Given task:
Copy the listing below word for word, leaving out the pictures.

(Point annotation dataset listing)
************

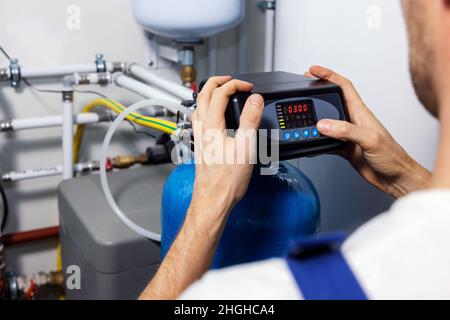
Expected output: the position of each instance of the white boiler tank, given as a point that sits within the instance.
(188, 20)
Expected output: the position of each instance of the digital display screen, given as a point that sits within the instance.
(296, 114)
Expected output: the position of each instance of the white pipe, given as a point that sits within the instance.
(62, 70)
(167, 85)
(143, 89)
(243, 31)
(104, 179)
(32, 174)
(269, 40)
(212, 53)
(51, 171)
(52, 121)
(67, 139)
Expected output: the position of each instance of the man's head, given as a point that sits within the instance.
(428, 23)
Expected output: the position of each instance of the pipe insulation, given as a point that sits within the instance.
(62, 70)
(143, 89)
(47, 122)
(269, 46)
(148, 76)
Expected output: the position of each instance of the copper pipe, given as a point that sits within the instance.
(30, 236)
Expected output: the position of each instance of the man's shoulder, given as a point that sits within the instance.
(402, 254)
(265, 280)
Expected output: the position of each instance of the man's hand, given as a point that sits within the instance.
(224, 164)
(221, 179)
(373, 153)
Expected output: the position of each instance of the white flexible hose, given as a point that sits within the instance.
(104, 181)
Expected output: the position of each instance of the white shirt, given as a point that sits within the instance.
(401, 254)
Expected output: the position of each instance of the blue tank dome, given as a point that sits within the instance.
(276, 210)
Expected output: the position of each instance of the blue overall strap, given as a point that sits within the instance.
(321, 271)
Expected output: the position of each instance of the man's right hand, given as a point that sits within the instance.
(373, 152)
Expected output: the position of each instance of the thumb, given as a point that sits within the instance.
(346, 131)
(252, 114)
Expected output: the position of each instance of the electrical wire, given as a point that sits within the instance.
(145, 121)
(5, 207)
(103, 178)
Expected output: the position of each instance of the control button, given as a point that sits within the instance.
(287, 136)
(306, 134)
(315, 133)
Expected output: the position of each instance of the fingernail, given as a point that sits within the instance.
(324, 126)
(257, 100)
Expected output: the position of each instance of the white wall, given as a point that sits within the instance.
(344, 35)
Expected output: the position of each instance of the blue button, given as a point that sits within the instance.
(306, 133)
(287, 136)
(315, 133)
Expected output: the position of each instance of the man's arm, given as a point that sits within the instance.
(218, 187)
(373, 152)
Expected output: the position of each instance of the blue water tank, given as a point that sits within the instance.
(276, 210)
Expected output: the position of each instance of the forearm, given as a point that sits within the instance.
(191, 253)
(413, 178)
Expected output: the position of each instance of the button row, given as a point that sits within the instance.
(306, 133)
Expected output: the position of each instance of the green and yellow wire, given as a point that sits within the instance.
(149, 122)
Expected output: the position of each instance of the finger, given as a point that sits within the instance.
(350, 92)
(204, 97)
(252, 114)
(220, 99)
(345, 131)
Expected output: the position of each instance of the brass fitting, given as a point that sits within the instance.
(188, 75)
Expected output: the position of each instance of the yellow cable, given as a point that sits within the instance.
(149, 122)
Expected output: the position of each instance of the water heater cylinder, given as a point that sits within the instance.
(188, 21)
(276, 210)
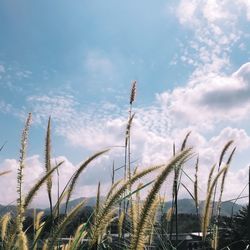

************

In response:
Expected output: the position of each instance of the white boiler tank, given as a point that sits within the instance.
(188, 20)
Expected output: the position of each instance of the digital display screen, given as a point that sits within the instance.
(296, 114)
Expected output: the position of each instance of the white pipe, given as a point that sits within the instance.
(62, 70)
(167, 85)
(143, 89)
(243, 31)
(104, 179)
(32, 174)
(269, 40)
(212, 53)
(51, 171)
(52, 121)
(67, 139)
Expected output: the position of each instance of the man's head, given as a point that sits within the instance.
(428, 23)
Expected output: the position of each instance of the pipe insulation, given as a point that sits within the instance.
(62, 70)
(143, 89)
(47, 122)
(269, 46)
(148, 76)
Expected output: the position of each instance of the copper pipe, given as a point that sits within the instance.
(30, 236)
Expected output: the position of each instance of the man's shoulder, given as a point that sits within the instance.
(402, 254)
(265, 280)
Expected output: the position of each instance of the man's hand, given as a point that sits within the instance.
(224, 164)
(221, 179)
(373, 153)
Expected output: the position of each instance of the white flexible hose, given as a point that sits within the instance.
(104, 181)
Expected output: the position of each instance of the white shirt, given as a point that sits within the instance.
(401, 254)
Expected output: the position of each instance of the blue tank dome, given as a point that sits within the instance.
(276, 210)
Expected output: the position of each instance of the blue overall strap, given as a point that sits within the instance.
(321, 271)
Expected output: the position of each instance of the man's right hand, given as a point that sits within the instance.
(373, 152)
Expected output: the position of each instance of the thumb, given as a point that sits within the instance.
(346, 131)
(252, 114)
Expected output: the position of each instance of the electrical wire, given as a point that sits within the instance.
(145, 121)
(5, 207)
(103, 178)
Expected output: the position of each instance of the control button, given as a point that sits within the instance.
(287, 136)
(306, 134)
(315, 133)
Expected output: the position of each instance of the fingernail, given as a point that sits within the instance.
(324, 126)
(257, 100)
Expected output: the position of each instance of the white wall, given as a point that sits within the instance.
(344, 35)
Expected output: the position of each instance of the blue button, given as a point that sits within the instance.
(306, 133)
(287, 136)
(315, 133)
Expected output: the position of each instance of the man's arm, given as a point that sits within the instance.
(218, 187)
(373, 152)
Expected output: the position of each instance of the blue water tank, given as a point that sits within the instance.
(276, 210)
Expected output: the position of each instance of the forearm, given as a point that sits within the instance.
(191, 253)
(413, 178)
Expected output: the position of each instance of the button row, given as a point that sits within the instance.
(306, 133)
Expected output: the position of each instance of the green and yellow wire, given as a point that sits within the instance.
(149, 122)
Expected output: the position of each instance of the finger, given as a point that sits within the instance.
(350, 92)
(204, 97)
(252, 114)
(220, 99)
(345, 131)
Expected output: the position of each instance of the brass fitting, given as a point that sits within the instance.
(188, 75)
Expected output: the position of each instance of the yellow cable, given as a point that sits within the instance.
(149, 122)
Expected output: the position of each instance of the water heater cylinder, given as a point that sits within the instance.
(188, 21)
(276, 210)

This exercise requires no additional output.